__WORK INSTRUCTION A__
List every organization named in the brain cancer article.
__WORK INSTRUCTION B__
Copy the brain cancer article word for word, everything from "By DOUG MCINTYRE, SUN" down to "in the brain.".

__EXCERPT TO READ__

■ ■ ■ ■ ■ ■ ■

By DOUG MCINTYRE, SUN MEDIA
Leading medical minds on both sides of the border are joining a U of C-led study aimed at stemming brain cancer, one of the most mysterious — and lethal — forms of the disease.
The three-year collaboration received a $1.28-million boost yesterday from the Ivy Foundation, based in Palo Alto, Calif., and will see Dr. Peter Forsyth develop and test blockers of a protein called p75 — believed an accelerant of potentially deadly tumour cells in the brain.
“It’s sort of building the tools to attack the protein that does this,” said the U of C oncology professor, adding the offending protein is present in 80% of patients suffering from glioblastoma (GBM), the most severe form of brain cancer.
“This protein is important in allowing the tumour cells to invade into the brain, which is the whole problem … you can’t treat them surgically as they are not a little lump.”
This diffuse nature of cancer cells’ invasion into the human brain makes surgery near impossible and prognoses grim.
“We’re still scratching our heads as to the cause and that makes it very frustrating,” said Forsyth.
“It’s not clearly associated with a lifestyle choice like smoking or not exercising,” he said, adding hereditary factors also don’t seem to come into play. About 250 Albertans are diagnosed with brain cancer each year, making it the 10th most common cancer.

■ ■ ■ ■ ■ ■ ■

__INPUT DATA__
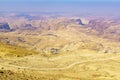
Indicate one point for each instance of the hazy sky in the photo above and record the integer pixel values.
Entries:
(108, 7)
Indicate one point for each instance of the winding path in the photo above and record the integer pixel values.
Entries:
(63, 68)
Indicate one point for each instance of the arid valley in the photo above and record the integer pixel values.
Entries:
(49, 47)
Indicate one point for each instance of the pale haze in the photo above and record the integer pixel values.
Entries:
(96, 7)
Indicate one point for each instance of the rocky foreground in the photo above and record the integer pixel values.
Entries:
(59, 48)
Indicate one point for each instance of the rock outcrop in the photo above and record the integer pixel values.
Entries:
(4, 27)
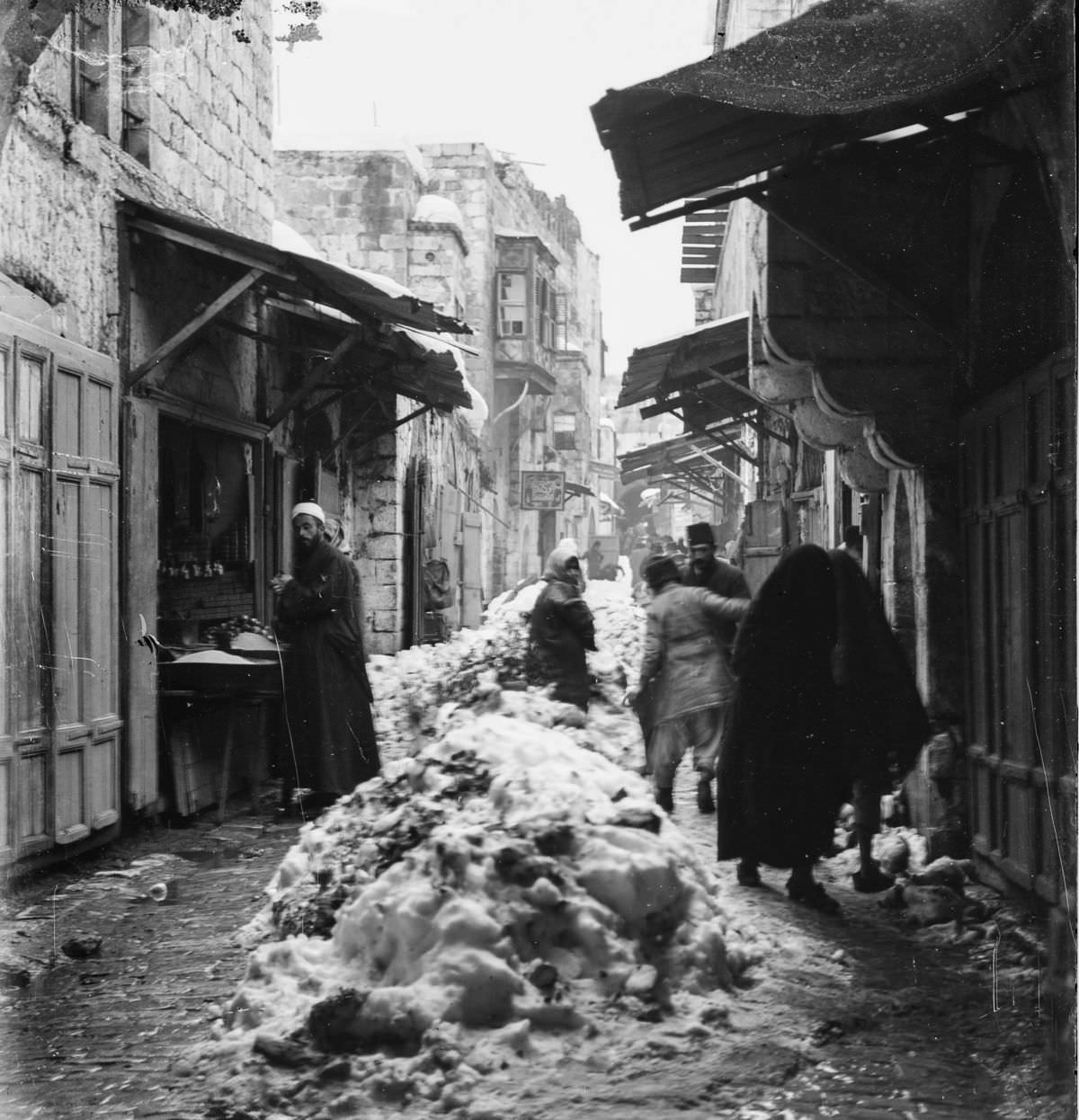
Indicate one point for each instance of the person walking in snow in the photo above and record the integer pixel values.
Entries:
(689, 677)
(882, 720)
(561, 629)
(326, 690)
(782, 774)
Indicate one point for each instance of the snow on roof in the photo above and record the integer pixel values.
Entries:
(692, 331)
(440, 906)
(440, 210)
(354, 140)
(290, 241)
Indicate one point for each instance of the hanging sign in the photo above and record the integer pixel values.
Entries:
(542, 490)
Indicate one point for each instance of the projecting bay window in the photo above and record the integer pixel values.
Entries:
(528, 307)
(513, 305)
(135, 31)
(565, 431)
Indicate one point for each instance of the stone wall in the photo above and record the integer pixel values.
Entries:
(210, 156)
(369, 209)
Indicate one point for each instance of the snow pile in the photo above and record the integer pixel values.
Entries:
(410, 687)
(504, 891)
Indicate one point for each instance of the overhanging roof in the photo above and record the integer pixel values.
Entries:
(299, 274)
(686, 369)
(696, 456)
(391, 322)
(845, 71)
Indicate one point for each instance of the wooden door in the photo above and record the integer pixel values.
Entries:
(59, 485)
(1018, 473)
(470, 569)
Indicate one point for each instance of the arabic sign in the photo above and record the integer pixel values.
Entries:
(542, 490)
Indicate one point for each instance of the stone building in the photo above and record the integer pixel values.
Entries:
(171, 382)
(901, 192)
(467, 230)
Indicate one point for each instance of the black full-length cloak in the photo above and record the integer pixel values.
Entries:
(781, 774)
(331, 743)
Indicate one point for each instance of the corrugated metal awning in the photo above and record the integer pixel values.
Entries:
(684, 455)
(845, 71)
(373, 310)
(299, 274)
(705, 369)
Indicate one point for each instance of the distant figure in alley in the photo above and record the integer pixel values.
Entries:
(687, 675)
(561, 628)
(331, 745)
(782, 773)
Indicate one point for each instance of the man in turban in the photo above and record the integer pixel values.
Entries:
(722, 578)
(691, 682)
(327, 695)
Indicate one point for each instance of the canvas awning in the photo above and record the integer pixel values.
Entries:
(697, 458)
(372, 310)
(845, 71)
(700, 376)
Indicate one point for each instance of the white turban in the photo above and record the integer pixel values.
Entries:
(312, 509)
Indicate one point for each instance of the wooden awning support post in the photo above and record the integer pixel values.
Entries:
(186, 333)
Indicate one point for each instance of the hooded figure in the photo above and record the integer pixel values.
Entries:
(882, 720)
(563, 628)
(782, 774)
(327, 693)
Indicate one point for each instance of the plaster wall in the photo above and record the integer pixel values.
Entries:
(209, 156)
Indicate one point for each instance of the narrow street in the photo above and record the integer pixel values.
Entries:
(857, 1016)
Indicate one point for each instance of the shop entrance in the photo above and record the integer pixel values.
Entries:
(59, 492)
(1019, 515)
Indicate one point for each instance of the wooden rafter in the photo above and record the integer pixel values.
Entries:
(188, 333)
(313, 378)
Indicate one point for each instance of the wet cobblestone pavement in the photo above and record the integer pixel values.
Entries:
(861, 1016)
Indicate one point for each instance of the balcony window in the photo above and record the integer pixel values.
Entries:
(135, 30)
(513, 305)
(565, 431)
(90, 73)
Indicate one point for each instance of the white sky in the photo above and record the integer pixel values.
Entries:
(520, 76)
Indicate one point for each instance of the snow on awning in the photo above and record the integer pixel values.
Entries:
(842, 72)
(702, 372)
(577, 488)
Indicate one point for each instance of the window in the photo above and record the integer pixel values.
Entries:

■ ■ ■ ■ ■ ■ ■

__RESPONSE AREA A__
Sun Media, U of C, Ivy Foundation

__RESPONSE AREA B__
By DOUG MCINTYRE, SUN MEDIA
Leading medical minds on both sides of the border are joining a U of C-led study aimed at stemming brain cancer, one of the most mysterious — and lethal — forms of the disease.
The three-year collaboration received a $1.28-million boost yesterday from the Ivy Foundation, based in Palo Alto, Calif., and will see Dr. Peter Forsyth develop and test blockers of a protein called p75 — believed an accelerant of potentially deadly tumour cells in the brain.